# Document excerpt:
-*-

L.H.O.O.Q. is the conceptual combination of the crude pun of Marcel Duchamp's 1919 readymade artwork wikipedia:L.H.O.O.Q., the joke-language HQ9+ , and complex analytical number theory wikipedia:L-functions (applied to graph humorous moustaches and goatees).

Currently this language is UNDERSPECIFIED, but the joke is probably as clear as it will ever be. The creator User:Salpynx would gladly accept help in figuring out mechanisms to improve the computational power of this language.

The examples used and linked to from this page use the the Riemann Zeta function as a representative stand-in for arbitrary L-Function graphs. Riemann Zeta is effectively the Lorem Ipsum of L.H.O.O.Q.. General suggestions and corrections welcome!

Language goals

  1. replicate a Dadaist readymade
  2. draw more moustaches
  3. to be less comprehensible than Malbolge, on the surface as intelligent as Chicken but as powerful as HQ9+, flirt with mathematical concepts as interesting as Eodermdrome, and perhaps eventually become non-obviously Turing-complete like The Waterfall Model.

-*-

# Coordinate annotation listing:
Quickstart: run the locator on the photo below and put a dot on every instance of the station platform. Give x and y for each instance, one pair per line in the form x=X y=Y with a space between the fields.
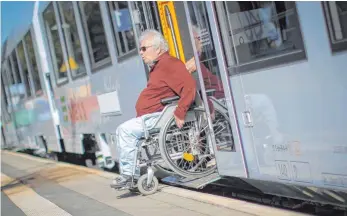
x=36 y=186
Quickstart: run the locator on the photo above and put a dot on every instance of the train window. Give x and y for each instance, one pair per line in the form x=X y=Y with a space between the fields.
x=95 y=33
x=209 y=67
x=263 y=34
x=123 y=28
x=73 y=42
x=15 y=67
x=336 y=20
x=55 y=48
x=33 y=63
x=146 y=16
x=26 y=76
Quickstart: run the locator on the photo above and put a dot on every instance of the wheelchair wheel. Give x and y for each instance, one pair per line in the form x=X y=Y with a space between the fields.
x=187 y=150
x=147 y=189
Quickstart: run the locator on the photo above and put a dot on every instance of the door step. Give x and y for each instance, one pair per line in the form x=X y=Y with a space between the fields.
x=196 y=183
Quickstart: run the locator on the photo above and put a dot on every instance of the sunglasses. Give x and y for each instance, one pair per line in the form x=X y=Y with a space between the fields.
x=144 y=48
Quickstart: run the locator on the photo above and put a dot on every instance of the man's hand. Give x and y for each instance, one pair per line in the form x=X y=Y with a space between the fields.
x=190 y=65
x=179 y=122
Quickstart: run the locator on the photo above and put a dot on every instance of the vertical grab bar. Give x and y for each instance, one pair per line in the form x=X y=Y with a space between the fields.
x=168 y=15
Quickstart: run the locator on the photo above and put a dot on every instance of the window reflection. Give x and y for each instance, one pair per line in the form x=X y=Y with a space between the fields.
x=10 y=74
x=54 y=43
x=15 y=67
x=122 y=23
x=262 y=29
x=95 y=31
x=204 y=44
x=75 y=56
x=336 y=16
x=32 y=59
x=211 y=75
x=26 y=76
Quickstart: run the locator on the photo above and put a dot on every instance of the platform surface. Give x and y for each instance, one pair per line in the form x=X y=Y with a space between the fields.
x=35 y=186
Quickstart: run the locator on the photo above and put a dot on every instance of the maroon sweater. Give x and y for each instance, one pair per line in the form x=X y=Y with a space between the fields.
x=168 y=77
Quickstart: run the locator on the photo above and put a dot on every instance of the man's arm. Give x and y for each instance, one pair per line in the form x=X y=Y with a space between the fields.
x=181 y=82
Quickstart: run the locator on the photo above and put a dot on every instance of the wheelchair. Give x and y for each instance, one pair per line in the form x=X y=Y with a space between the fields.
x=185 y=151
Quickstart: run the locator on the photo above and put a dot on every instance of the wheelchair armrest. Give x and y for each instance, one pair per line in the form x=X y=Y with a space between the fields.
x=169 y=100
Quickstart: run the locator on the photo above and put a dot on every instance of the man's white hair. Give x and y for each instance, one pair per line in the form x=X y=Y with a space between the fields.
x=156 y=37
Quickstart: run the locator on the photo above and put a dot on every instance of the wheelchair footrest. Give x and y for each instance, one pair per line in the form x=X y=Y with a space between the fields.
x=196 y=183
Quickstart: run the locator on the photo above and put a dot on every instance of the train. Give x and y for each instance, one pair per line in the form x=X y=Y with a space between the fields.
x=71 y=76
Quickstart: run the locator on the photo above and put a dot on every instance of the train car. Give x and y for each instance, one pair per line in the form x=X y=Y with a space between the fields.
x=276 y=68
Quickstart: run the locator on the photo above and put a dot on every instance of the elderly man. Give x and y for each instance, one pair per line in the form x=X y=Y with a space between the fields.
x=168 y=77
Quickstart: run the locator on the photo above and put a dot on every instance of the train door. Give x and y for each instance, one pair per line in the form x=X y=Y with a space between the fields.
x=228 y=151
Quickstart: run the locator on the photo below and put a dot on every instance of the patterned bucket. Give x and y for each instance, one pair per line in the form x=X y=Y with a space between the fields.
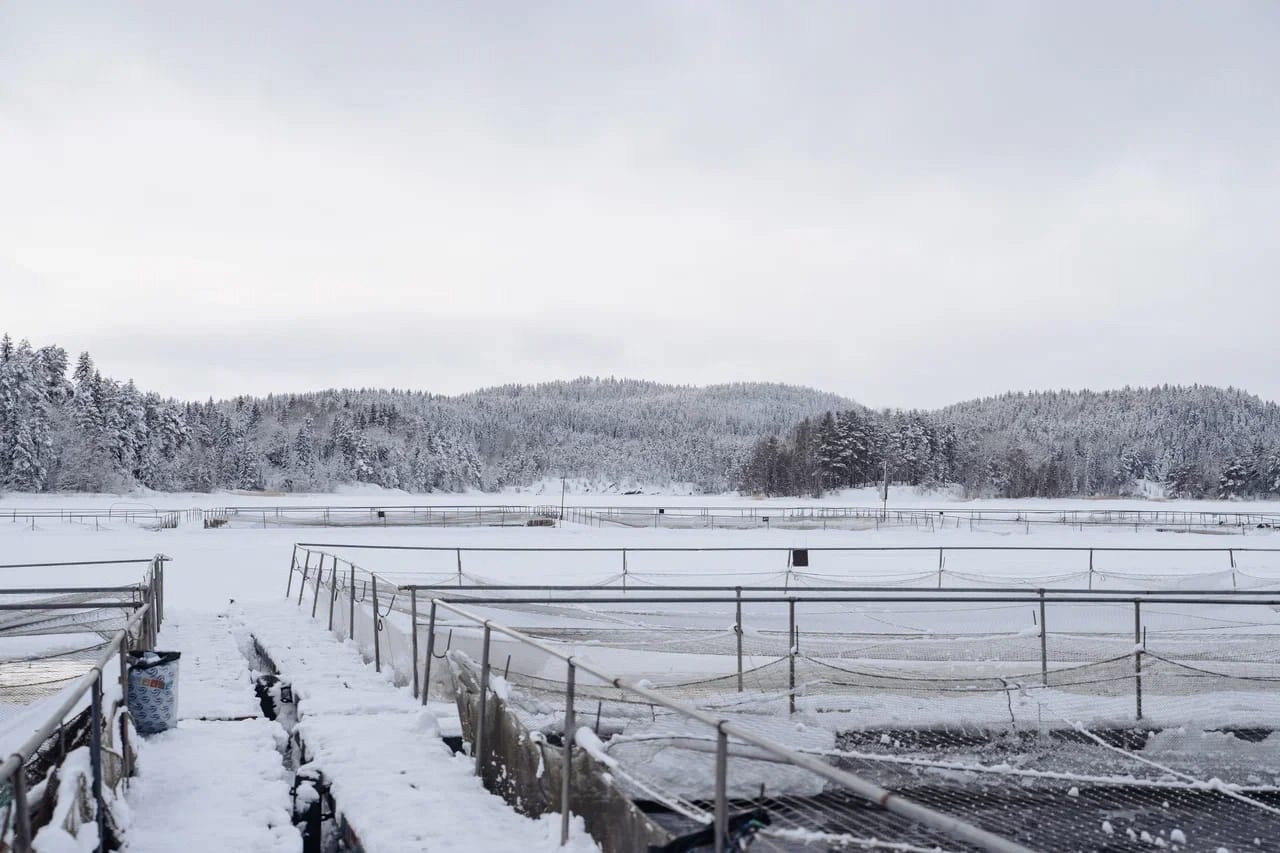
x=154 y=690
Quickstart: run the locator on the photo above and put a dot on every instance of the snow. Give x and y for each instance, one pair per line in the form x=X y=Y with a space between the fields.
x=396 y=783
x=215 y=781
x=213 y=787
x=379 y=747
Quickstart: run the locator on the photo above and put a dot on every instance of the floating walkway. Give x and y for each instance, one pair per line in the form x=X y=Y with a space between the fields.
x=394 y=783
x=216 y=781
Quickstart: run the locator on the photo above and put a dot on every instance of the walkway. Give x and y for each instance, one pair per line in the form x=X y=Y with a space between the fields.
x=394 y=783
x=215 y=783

-*-

# Problems:
1. Retype the whole L.H.O.O.Q. language description word for word.
2. Lay out the listing as a two-column CSV with the columns input and output, starting at the line containing "of the walkway." and ending at the end of the listing. Give one row per text-and-answer pair, with each value in a single quoted field and line breaks turned into spaces.

# Answers provided:
1.
L.H.O.O.Q. is the conceptual combination of the crude pun of Marcel Duchamp's 1919 readymade artwork wikipedia:L.H.O.O.Q., the joke-language HQ9+ , and complex analytical number theory wikipedia:L-functions (applied to graph humorous moustaches and goatees).

Currently this language is UNDERSPECIFIED, but the joke is probably as clear as it will ever be. The creator User:Salpynx would gladly accept help in figuring out mechanisms to improve the computational power of this language.

The examples used and linked to from this page use the the Riemann Zeta function as a representative stand-in for arbitrary L-Function graphs. Riemann Zeta is effectively the Lorem Ipsum of L.H.O.O.Q.. General suggestions and corrections welcome!

Language goals

  1. replicate a Dadaist readymade
  2. draw more moustaches
  3. to be less comprehensible than Malbolge, on the surface as intelligent as Chicken but as powerful as HQ9+, flirt with mathematical concepts as interesting as Eodermdrome, and perhaps eventually become non-obviously Turing-complete like The Waterfall Model.

2.
input,output
"Quickstart: run the locator on the photo above and put a dot on every instance of the walkway. Give x and y for each instance, one pair per line in the form x=X y=Y with a space between the fields.","x=394 y=783 x=215 y=783"